## Exercise directions
Look through the data below for the line with "Where can the windshield wiper" and the line with "Where can the light", then output those two and all lines in between, exactly as written.
##### Data supplied
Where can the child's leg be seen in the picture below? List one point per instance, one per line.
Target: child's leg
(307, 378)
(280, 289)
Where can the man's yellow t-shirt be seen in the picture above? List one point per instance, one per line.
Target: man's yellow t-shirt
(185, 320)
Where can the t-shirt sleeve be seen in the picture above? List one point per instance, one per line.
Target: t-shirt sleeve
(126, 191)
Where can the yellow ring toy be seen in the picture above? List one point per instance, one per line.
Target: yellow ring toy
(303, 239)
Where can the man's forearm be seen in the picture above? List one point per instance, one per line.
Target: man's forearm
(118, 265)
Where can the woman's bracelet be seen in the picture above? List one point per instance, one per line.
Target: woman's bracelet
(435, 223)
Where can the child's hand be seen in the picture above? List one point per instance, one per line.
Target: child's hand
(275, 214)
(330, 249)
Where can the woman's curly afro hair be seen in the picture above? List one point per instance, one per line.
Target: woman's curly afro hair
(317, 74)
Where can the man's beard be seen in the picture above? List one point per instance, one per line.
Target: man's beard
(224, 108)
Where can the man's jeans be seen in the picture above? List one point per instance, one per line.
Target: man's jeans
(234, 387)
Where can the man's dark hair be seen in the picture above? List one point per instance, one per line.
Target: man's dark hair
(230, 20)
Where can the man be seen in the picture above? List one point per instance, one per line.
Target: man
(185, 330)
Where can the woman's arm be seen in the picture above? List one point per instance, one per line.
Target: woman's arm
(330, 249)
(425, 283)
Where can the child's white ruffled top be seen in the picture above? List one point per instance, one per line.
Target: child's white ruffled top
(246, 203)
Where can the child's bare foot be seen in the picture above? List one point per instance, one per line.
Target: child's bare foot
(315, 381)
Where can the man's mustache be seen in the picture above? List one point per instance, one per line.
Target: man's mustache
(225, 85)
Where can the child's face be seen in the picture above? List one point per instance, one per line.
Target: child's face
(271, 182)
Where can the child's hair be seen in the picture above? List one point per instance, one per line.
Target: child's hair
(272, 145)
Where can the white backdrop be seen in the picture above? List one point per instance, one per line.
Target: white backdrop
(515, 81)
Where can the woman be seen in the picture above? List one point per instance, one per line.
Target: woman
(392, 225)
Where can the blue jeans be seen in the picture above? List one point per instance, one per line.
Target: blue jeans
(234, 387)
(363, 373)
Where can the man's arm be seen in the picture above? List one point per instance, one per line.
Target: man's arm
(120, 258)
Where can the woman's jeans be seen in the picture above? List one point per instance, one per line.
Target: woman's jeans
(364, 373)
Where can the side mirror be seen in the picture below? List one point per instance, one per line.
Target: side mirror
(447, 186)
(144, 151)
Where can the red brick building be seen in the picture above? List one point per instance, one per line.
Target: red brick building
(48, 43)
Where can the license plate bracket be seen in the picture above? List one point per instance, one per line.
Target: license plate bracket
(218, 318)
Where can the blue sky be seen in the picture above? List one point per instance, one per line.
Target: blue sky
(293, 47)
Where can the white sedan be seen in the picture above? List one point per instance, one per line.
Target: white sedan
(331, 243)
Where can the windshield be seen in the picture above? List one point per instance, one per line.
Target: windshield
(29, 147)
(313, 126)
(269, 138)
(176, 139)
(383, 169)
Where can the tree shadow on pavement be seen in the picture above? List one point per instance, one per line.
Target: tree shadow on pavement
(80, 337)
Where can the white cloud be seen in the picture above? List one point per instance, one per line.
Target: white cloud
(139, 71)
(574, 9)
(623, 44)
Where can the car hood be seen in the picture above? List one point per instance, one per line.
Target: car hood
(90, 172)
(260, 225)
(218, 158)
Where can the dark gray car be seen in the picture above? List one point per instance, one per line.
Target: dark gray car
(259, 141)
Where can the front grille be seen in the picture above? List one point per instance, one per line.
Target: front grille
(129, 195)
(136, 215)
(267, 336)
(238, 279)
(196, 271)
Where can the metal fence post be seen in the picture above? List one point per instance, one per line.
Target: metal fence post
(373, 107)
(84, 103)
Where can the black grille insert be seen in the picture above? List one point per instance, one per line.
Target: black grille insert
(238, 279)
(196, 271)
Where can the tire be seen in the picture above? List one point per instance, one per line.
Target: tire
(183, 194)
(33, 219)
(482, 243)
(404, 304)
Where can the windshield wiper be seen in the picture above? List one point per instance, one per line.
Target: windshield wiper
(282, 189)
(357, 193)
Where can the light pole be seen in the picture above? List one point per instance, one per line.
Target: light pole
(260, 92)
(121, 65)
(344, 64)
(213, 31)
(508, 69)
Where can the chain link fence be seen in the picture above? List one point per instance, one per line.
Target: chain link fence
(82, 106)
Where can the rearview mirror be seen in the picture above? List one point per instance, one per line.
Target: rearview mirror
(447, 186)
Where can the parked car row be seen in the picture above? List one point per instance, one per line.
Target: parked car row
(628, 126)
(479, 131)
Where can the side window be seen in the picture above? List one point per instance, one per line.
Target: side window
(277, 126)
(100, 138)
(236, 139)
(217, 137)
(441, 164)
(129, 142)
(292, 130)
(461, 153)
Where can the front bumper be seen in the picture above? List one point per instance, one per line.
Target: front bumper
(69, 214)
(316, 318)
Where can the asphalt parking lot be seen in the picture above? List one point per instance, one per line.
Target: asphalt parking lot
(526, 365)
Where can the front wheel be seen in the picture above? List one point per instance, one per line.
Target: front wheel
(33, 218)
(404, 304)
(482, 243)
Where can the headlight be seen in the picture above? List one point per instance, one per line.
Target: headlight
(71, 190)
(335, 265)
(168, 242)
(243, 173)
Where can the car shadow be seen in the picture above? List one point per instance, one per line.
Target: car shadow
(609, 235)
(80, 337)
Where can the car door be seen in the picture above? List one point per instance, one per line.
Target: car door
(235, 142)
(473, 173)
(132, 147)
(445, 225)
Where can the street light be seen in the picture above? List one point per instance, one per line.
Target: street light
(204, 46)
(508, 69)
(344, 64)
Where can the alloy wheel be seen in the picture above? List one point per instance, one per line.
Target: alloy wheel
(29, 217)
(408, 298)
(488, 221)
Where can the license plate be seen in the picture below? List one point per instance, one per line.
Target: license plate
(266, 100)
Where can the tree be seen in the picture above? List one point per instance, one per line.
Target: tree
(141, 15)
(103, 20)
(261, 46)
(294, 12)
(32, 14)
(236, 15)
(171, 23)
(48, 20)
##########
## Answer to the exercise
Where can the windshield wiper be seen in the picture above? List one point per instance, one per line.
Target: windshield wiper
(282, 189)
(357, 193)
Where can the light pole be seen in the picture above? List one point per instance, one per line.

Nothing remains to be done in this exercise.